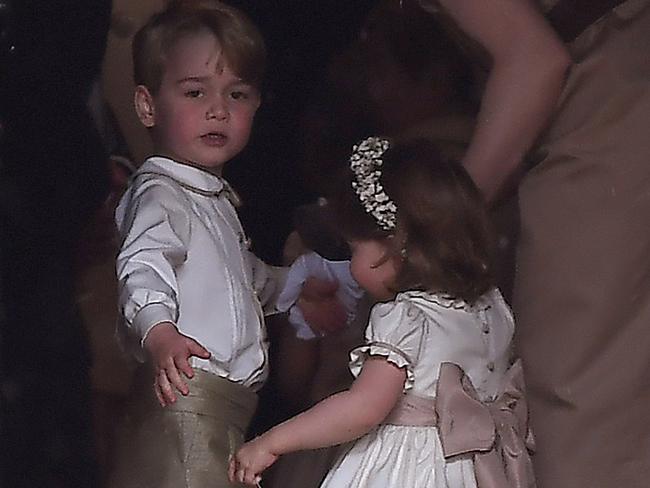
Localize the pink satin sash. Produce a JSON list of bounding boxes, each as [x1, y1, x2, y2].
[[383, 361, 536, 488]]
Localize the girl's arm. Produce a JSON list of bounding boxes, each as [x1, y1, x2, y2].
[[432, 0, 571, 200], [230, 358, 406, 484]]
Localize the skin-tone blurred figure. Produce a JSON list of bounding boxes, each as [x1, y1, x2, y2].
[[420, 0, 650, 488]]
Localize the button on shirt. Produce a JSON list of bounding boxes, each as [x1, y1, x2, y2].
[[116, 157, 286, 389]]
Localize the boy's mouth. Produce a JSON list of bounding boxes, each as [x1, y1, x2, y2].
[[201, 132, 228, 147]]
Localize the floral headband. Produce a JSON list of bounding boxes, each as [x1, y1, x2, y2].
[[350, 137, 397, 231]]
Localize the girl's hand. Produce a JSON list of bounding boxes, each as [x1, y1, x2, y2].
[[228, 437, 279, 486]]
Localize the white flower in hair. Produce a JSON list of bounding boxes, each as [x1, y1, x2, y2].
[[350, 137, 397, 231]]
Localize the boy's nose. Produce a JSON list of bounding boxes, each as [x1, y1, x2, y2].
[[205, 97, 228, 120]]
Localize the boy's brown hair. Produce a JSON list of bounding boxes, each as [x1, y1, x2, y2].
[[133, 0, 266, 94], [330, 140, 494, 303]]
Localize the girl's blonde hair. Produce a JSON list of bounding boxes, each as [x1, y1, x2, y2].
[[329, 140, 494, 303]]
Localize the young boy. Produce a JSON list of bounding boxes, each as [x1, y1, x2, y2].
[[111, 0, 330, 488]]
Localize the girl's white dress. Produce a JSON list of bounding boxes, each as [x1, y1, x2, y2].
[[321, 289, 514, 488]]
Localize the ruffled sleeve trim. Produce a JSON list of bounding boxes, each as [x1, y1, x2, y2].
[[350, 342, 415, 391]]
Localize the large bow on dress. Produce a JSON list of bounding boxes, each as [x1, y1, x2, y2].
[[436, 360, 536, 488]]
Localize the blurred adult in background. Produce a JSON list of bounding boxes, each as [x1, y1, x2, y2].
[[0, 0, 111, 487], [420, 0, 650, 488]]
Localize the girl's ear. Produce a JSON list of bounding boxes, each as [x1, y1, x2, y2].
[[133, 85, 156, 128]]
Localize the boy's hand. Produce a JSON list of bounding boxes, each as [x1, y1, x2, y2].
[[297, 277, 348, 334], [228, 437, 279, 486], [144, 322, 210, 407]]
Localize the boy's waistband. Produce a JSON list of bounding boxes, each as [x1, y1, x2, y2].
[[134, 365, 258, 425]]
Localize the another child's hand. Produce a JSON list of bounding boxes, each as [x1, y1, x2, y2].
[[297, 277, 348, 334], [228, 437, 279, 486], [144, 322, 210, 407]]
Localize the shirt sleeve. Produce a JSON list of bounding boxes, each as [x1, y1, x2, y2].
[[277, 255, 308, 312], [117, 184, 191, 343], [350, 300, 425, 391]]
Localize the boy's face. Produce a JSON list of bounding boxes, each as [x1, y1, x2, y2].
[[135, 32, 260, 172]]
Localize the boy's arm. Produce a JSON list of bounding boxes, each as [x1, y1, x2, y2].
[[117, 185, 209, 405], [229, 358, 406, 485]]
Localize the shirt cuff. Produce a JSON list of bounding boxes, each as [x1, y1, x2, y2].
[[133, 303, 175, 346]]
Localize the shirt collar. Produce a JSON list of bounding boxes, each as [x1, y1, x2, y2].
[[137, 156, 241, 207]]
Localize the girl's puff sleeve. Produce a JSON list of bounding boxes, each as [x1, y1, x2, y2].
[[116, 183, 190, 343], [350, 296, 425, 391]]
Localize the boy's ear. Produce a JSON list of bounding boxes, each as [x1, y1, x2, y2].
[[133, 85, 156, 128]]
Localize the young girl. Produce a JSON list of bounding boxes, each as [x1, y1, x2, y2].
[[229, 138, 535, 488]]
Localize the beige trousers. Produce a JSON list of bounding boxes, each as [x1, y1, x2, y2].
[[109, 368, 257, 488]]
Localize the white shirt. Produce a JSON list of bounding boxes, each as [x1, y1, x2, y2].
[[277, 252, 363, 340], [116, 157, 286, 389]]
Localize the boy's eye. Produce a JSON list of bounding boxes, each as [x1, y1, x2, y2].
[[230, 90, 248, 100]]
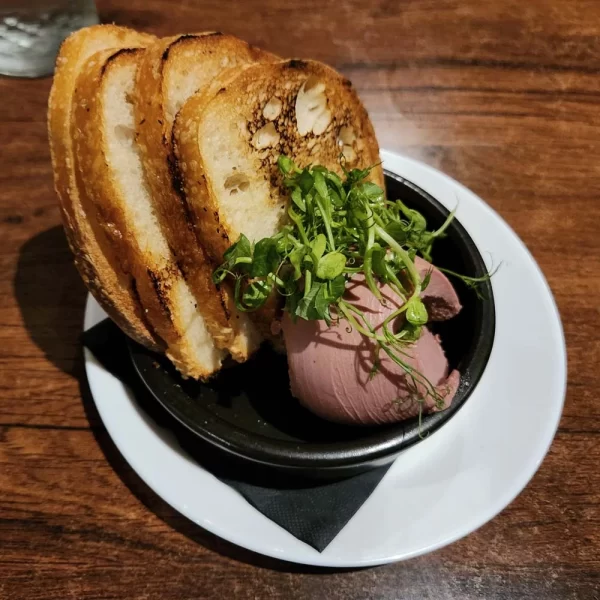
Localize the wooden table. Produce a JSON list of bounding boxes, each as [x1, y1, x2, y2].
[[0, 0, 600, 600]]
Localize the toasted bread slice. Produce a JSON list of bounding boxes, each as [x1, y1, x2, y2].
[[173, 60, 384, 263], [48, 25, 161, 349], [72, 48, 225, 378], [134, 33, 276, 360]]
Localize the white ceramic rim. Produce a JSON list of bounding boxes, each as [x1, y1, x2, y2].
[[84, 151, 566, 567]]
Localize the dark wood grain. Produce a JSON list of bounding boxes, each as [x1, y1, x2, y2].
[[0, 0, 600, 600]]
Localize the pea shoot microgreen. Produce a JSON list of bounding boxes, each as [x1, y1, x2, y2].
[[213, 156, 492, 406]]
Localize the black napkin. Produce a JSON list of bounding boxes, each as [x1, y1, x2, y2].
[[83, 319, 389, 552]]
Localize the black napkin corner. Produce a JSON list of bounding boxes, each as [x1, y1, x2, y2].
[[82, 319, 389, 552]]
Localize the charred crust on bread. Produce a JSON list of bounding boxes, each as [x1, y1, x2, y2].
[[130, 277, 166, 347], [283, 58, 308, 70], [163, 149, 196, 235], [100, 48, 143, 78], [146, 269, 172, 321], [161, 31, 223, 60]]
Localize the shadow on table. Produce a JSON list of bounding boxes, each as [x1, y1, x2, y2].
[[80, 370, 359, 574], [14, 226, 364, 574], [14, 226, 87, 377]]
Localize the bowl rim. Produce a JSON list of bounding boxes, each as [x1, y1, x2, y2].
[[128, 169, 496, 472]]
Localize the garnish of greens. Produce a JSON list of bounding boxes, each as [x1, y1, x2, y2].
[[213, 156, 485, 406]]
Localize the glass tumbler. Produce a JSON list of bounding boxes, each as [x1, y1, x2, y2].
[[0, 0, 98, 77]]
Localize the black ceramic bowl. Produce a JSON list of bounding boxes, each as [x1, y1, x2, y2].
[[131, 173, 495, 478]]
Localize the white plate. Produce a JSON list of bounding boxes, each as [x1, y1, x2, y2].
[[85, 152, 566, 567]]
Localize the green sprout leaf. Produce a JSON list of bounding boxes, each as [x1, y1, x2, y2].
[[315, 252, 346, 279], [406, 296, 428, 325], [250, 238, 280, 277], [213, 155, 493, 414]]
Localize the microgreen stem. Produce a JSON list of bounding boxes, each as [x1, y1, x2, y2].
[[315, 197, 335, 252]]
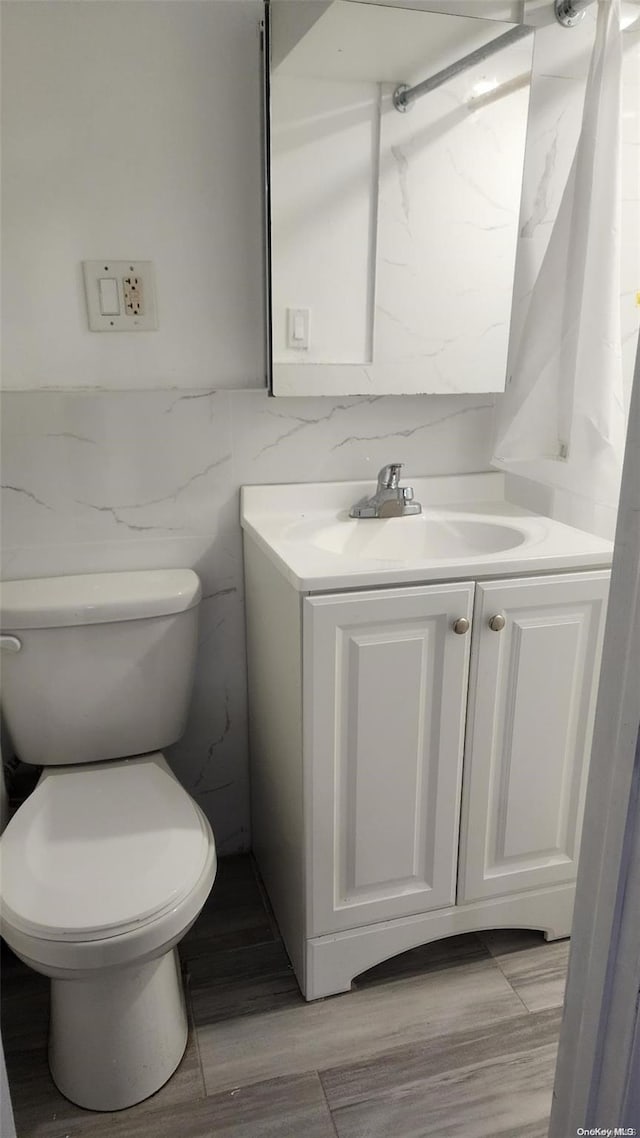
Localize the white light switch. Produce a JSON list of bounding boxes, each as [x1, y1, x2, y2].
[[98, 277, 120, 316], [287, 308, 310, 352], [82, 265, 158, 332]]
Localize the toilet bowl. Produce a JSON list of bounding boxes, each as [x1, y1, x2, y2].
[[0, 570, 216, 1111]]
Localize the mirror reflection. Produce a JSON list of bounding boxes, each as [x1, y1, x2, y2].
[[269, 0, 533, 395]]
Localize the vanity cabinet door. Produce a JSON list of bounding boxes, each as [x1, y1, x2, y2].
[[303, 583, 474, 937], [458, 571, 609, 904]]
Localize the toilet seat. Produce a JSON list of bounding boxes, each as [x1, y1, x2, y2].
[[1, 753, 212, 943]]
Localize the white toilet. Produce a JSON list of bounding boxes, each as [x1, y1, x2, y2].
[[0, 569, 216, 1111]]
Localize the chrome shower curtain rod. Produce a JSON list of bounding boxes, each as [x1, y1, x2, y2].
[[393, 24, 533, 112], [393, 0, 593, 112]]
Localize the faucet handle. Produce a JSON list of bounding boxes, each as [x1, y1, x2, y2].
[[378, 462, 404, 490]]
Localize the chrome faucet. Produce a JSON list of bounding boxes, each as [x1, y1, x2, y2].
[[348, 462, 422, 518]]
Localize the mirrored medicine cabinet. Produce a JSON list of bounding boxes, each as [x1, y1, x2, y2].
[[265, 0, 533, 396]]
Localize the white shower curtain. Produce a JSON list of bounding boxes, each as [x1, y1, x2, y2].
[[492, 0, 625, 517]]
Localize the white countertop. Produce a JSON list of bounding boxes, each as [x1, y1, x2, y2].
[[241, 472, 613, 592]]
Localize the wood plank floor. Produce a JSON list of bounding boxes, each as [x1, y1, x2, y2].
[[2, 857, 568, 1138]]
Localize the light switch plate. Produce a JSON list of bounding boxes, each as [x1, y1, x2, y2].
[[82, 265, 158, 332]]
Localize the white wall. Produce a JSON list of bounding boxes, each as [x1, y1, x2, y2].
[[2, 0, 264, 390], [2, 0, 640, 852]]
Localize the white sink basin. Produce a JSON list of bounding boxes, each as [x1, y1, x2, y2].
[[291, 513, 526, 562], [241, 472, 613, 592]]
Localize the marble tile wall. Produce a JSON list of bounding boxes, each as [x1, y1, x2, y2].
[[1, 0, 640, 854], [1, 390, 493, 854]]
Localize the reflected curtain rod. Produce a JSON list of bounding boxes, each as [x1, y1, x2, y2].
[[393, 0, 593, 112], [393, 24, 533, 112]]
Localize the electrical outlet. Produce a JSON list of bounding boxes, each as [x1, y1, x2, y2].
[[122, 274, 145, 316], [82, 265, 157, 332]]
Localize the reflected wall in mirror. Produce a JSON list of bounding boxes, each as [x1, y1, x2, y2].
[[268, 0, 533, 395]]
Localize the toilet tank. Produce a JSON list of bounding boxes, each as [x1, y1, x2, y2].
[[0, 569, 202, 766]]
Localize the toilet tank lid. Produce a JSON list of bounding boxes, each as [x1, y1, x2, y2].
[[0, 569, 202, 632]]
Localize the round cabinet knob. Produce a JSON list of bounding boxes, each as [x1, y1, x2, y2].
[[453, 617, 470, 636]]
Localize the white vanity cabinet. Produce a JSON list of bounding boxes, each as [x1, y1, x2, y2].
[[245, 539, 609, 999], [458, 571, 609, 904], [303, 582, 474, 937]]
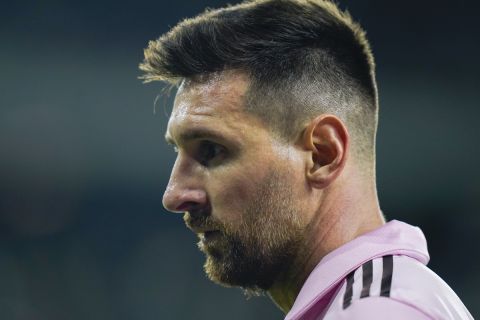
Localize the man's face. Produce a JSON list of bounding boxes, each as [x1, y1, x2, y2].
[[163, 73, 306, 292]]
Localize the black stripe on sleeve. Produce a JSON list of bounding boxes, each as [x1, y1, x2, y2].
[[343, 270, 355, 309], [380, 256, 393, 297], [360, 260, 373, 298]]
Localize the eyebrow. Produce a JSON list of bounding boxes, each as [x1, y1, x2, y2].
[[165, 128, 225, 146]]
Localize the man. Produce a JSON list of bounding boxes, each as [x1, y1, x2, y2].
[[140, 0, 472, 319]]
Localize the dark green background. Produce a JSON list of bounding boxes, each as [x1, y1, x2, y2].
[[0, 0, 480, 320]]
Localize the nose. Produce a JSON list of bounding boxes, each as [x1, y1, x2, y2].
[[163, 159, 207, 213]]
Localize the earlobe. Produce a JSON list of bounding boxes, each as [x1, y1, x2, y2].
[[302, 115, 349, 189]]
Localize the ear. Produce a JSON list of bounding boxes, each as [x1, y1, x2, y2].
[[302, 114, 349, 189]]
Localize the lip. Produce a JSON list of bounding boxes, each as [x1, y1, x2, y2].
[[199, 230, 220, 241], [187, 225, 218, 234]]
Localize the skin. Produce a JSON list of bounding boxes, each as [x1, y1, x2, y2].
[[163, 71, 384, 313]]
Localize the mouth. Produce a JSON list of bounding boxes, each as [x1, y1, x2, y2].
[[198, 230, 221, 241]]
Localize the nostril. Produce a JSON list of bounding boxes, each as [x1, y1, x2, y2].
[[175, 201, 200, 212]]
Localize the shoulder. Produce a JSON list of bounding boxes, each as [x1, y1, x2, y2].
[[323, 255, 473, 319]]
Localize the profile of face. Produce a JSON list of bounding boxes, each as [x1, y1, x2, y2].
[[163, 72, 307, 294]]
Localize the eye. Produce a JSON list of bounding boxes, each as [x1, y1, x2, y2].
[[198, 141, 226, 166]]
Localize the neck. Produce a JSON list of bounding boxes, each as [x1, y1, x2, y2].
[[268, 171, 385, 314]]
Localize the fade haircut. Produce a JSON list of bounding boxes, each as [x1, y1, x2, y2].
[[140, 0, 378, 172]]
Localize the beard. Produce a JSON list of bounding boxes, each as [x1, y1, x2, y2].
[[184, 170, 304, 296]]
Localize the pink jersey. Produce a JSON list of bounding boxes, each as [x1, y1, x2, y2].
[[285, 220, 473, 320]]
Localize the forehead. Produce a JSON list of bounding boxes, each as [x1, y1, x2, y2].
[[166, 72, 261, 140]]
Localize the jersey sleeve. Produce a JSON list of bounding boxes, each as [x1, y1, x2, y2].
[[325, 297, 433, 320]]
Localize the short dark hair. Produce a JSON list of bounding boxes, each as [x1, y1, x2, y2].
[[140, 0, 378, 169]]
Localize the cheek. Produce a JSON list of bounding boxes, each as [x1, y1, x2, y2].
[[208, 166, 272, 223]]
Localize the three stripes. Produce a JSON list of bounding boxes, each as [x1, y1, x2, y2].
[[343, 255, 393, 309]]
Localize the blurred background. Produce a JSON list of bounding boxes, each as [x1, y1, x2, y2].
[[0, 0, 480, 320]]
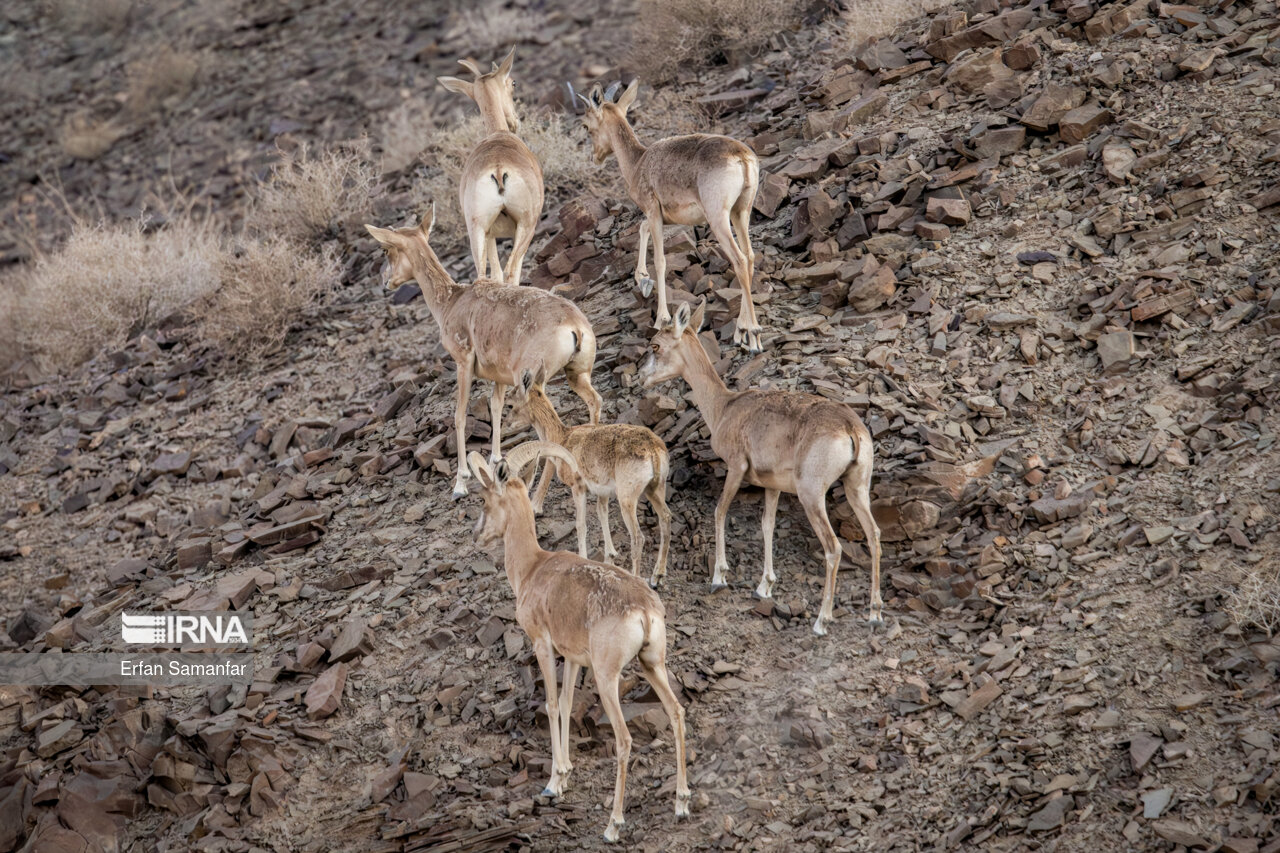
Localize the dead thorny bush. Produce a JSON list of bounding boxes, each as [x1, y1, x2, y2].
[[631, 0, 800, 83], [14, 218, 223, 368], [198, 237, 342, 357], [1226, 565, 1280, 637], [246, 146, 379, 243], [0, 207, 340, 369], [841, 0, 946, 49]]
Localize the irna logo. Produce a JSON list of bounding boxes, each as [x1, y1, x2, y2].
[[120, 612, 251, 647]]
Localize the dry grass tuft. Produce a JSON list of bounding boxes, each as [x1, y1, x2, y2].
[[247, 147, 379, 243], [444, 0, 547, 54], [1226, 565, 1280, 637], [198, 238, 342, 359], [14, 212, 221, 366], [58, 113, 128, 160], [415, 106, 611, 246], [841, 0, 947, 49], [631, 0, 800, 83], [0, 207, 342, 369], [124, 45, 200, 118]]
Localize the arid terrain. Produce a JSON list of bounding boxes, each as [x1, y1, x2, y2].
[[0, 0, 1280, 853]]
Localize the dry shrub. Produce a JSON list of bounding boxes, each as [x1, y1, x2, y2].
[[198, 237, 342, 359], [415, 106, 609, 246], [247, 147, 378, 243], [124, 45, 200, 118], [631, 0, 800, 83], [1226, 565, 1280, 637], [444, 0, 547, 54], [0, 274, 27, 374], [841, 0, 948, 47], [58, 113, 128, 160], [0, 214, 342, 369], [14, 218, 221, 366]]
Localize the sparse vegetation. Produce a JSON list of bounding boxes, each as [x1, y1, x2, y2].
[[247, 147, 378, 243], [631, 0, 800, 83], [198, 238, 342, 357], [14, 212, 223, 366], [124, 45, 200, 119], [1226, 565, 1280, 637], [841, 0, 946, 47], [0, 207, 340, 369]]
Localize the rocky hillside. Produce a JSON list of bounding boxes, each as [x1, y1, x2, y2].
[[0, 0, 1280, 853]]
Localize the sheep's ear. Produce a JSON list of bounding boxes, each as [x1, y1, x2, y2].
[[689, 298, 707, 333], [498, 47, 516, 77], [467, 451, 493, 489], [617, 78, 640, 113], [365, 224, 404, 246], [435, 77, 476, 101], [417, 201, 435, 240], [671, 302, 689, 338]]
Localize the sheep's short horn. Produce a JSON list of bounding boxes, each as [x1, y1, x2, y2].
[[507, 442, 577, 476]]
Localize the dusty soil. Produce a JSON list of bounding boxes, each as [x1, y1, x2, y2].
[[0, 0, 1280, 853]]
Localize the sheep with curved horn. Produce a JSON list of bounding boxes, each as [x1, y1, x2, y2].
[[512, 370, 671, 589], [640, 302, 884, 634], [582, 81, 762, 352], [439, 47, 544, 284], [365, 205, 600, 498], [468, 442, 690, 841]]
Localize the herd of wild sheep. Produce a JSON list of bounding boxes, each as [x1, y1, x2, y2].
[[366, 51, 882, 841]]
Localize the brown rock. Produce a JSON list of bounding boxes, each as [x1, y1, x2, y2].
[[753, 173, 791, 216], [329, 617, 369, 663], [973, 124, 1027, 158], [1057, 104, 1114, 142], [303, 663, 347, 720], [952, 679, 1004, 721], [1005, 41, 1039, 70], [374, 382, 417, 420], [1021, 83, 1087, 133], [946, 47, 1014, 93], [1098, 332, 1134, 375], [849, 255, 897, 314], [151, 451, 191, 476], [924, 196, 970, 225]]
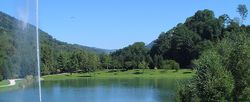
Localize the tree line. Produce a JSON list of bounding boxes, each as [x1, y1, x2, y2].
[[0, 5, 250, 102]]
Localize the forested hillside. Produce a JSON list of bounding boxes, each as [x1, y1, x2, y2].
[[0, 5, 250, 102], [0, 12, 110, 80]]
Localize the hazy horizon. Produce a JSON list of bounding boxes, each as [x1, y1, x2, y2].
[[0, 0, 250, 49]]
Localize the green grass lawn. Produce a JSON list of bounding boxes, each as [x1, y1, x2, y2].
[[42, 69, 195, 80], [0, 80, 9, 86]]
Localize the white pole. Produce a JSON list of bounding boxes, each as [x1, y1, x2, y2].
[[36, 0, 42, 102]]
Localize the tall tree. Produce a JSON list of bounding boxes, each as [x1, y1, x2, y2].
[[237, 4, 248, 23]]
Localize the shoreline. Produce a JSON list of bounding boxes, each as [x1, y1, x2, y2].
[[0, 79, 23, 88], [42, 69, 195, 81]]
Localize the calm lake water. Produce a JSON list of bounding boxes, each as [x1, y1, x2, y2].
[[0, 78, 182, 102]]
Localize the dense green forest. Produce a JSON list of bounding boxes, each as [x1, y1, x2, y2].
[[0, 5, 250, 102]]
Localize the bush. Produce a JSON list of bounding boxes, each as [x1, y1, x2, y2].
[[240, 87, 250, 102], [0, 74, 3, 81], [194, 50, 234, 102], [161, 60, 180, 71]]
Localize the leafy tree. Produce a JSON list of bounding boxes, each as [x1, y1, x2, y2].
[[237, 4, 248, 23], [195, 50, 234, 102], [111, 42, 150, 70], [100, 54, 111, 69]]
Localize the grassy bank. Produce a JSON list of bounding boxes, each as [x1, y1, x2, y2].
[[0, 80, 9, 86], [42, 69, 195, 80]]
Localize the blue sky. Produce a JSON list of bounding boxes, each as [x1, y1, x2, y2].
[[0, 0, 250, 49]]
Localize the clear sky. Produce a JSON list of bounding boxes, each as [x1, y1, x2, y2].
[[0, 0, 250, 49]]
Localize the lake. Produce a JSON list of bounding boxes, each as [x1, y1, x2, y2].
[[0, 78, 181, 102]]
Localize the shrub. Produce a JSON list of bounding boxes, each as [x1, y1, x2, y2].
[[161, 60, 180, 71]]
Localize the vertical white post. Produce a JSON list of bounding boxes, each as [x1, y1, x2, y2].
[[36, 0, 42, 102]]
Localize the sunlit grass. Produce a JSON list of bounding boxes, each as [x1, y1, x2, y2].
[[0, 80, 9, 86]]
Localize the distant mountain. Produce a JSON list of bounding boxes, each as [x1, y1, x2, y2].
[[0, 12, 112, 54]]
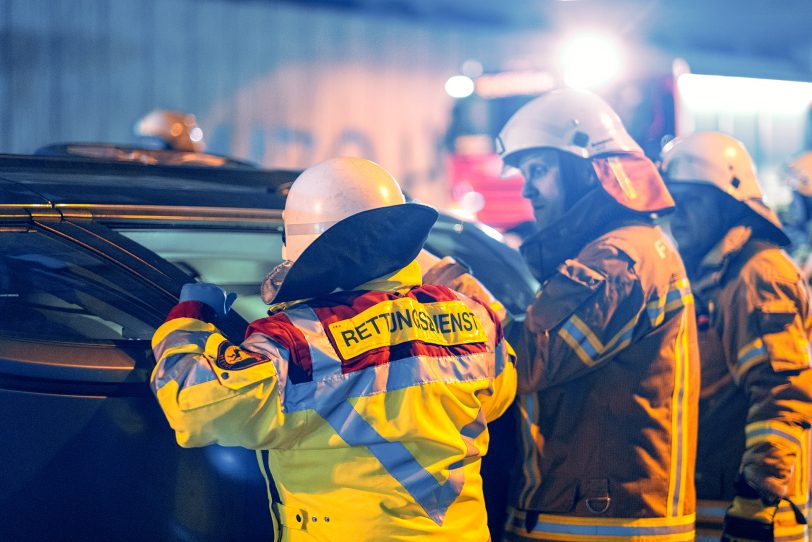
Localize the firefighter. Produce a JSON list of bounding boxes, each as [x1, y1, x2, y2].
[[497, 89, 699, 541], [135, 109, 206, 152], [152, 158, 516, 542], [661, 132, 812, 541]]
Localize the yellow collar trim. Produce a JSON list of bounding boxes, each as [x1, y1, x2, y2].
○ ○ ○ ○ ○ ○ ○
Stated exercise: Repeat the lines word for word, starting at the line that contains "Localize the black napkin corner." and ending after the line that contains "226, 87, 377]]".

Solution to the problem:
Localize the black napkin corner. Produce a JSON list of bounding boxes, each as [x1, y1, x2, y2].
[[82, 319, 389, 552]]
Localize the charred crust on bread. Produce a JSON list of bounding boxes, each as [x1, y1, x2, y2].
[[130, 277, 166, 347], [283, 58, 308, 70], [163, 149, 196, 235], [100, 48, 143, 78], [146, 269, 172, 321], [161, 31, 223, 60]]
Localize the shadow on table. Produce a JSON list of bounding boxes, each as [x1, y1, x2, y2].
[[80, 370, 359, 574], [14, 226, 364, 574], [14, 226, 87, 377]]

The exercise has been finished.